**PROMPT:** Can you copy, word for word, every line from the one containing "Target: scuba diver" through the final line?

Saved dataset entries:

╔══

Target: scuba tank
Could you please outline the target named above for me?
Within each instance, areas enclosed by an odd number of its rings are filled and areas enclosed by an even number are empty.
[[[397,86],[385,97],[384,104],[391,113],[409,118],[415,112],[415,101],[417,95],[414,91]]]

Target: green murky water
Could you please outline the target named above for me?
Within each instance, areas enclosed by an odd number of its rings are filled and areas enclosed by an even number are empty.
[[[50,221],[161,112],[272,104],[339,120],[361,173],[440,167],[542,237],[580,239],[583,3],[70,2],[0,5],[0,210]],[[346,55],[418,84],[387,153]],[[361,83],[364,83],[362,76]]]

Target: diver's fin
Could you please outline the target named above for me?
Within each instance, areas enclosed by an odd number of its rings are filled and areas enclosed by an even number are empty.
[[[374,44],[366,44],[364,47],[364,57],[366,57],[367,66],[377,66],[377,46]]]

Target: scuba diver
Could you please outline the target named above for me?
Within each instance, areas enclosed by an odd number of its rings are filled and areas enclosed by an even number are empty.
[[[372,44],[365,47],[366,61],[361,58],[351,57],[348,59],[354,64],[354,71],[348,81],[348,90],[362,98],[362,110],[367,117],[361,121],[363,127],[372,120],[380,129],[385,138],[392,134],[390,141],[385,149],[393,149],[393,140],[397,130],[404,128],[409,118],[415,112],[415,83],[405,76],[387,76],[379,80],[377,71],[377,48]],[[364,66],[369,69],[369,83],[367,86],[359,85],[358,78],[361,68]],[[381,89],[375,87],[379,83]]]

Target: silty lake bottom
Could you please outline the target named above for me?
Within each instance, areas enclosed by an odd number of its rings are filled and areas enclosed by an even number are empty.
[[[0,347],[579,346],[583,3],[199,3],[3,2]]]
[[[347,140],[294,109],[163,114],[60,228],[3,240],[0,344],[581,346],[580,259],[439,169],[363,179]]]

╚══

**RESPONSE TO THE TASK:**
Target: scuba diver
Could you please outline the target named above for me?
Within each instance, areas enclosed by an odd number of its rings are filled and areas enclosed by an even number are empty.
[[[372,44],[365,47],[366,61],[361,58],[351,57],[348,59],[354,64],[354,71],[348,81],[348,90],[362,98],[362,110],[367,117],[361,121],[363,127],[372,120],[380,129],[385,138],[392,134],[390,141],[385,149],[393,149],[393,140],[397,130],[404,128],[409,118],[415,112],[415,83],[405,76],[387,76],[379,80],[377,71],[377,48]],[[364,66],[369,69],[369,83],[367,86],[359,85],[358,78],[361,68]],[[381,89],[375,87],[379,83]]]

Target: silty lake bottom
Could you please outline the target named above for me?
Within each instance, areas enclosed by an odd number of its rings are filled and areas enclosed by an even number are empty.
[[[0,347],[579,346],[583,3],[199,3],[3,2]]]
[[[347,140],[294,109],[163,114],[60,228],[3,240],[0,344],[581,346],[580,259],[439,169],[363,179]]]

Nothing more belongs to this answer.